▸ Instructions for the task
Would you print out every entry exactly as given?

(Referring expression grounding data)
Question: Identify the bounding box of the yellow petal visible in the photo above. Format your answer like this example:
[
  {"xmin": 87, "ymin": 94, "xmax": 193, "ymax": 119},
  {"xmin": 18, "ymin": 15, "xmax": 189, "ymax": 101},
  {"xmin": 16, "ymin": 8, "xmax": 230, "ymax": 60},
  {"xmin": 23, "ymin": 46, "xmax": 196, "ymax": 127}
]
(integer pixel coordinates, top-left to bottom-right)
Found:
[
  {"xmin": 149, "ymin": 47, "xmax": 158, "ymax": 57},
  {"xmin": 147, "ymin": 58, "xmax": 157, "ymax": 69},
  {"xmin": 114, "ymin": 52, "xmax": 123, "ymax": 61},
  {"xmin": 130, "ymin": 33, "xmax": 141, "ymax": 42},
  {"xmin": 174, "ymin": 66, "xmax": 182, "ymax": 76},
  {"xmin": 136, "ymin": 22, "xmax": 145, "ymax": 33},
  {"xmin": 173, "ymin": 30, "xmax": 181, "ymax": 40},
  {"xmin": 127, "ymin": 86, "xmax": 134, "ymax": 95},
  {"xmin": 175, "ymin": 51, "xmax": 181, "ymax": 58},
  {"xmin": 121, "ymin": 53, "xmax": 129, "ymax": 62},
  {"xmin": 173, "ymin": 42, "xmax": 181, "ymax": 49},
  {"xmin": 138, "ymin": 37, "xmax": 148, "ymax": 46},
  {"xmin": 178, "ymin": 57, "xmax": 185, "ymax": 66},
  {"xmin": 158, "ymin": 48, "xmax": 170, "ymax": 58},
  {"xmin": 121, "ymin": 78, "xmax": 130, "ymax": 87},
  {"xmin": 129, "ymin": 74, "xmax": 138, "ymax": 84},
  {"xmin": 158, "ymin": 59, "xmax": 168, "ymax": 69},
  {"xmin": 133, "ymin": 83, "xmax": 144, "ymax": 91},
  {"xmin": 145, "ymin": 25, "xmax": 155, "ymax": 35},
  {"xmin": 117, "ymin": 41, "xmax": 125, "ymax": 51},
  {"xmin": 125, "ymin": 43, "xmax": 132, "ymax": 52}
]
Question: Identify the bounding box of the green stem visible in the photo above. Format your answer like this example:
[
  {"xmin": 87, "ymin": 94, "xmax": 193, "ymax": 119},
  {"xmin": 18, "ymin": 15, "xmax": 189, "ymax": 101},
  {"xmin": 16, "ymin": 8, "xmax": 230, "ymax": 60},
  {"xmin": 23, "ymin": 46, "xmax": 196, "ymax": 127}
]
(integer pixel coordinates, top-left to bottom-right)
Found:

▸ Output
Question: Identify the bounding box of the yellow petal visible in the photo above. Format your answer like this example:
[
  {"xmin": 87, "ymin": 94, "xmax": 193, "ymax": 119},
  {"xmin": 18, "ymin": 15, "xmax": 189, "ymax": 101},
  {"xmin": 16, "ymin": 8, "xmax": 230, "ymax": 60},
  {"xmin": 23, "ymin": 46, "xmax": 196, "ymax": 127}
]
(integer pixel coordinates, top-left to bottom-right)
Found:
[
  {"xmin": 149, "ymin": 47, "xmax": 158, "ymax": 57},
  {"xmin": 147, "ymin": 58, "xmax": 157, "ymax": 69},
  {"xmin": 114, "ymin": 52, "xmax": 123, "ymax": 61},
  {"xmin": 130, "ymin": 33, "xmax": 141, "ymax": 42},
  {"xmin": 174, "ymin": 66, "xmax": 182, "ymax": 76},
  {"xmin": 136, "ymin": 22, "xmax": 145, "ymax": 33},
  {"xmin": 173, "ymin": 30, "xmax": 181, "ymax": 40},
  {"xmin": 127, "ymin": 86, "xmax": 134, "ymax": 95},
  {"xmin": 175, "ymin": 51, "xmax": 181, "ymax": 58},
  {"xmin": 121, "ymin": 53, "xmax": 129, "ymax": 62},
  {"xmin": 173, "ymin": 42, "xmax": 181, "ymax": 49},
  {"xmin": 138, "ymin": 37, "xmax": 148, "ymax": 46},
  {"xmin": 178, "ymin": 57, "xmax": 185, "ymax": 66},
  {"xmin": 158, "ymin": 48, "xmax": 170, "ymax": 58},
  {"xmin": 121, "ymin": 78, "xmax": 130, "ymax": 87},
  {"xmin": 129, "ymin": 74, "xmax": 138, "ymax": 84},
  {"xmin": 158, "ymin": 59, "xmax": 168, "ymax": 69},
  {"xmin": 133, "ymin": 83, "xmax": 144, "ymax": 91},
  {"xmin": 145, "ymin": 25, "xmax": 155, "ymax": 35},
  {"xmin": 117, "ymin": 41, "xmax": 125, "ymax": 51},
  {"xmin": 125, "ymin": 43, "xmax": 132, "ymax": 52}
]
Question: Identify the bounding box of the green stem visible in the photo above. Format your answer like this example:
[
  {"xmin": 87, "ymin": 94, "xmax": 193, "ymax": 119},
  {"xmin": 18, "ymin": 15, "xmax": 189, "ymax": 101},
  {"xmin": 16, "ymin": 8, "xmax": 230, "ymax": 60},
  {"xmin": 23, "ymin": 46, "xmax": 196, "ymax": 127}
]
(integer pixel coordinates, top-left to bottom-right)
Found:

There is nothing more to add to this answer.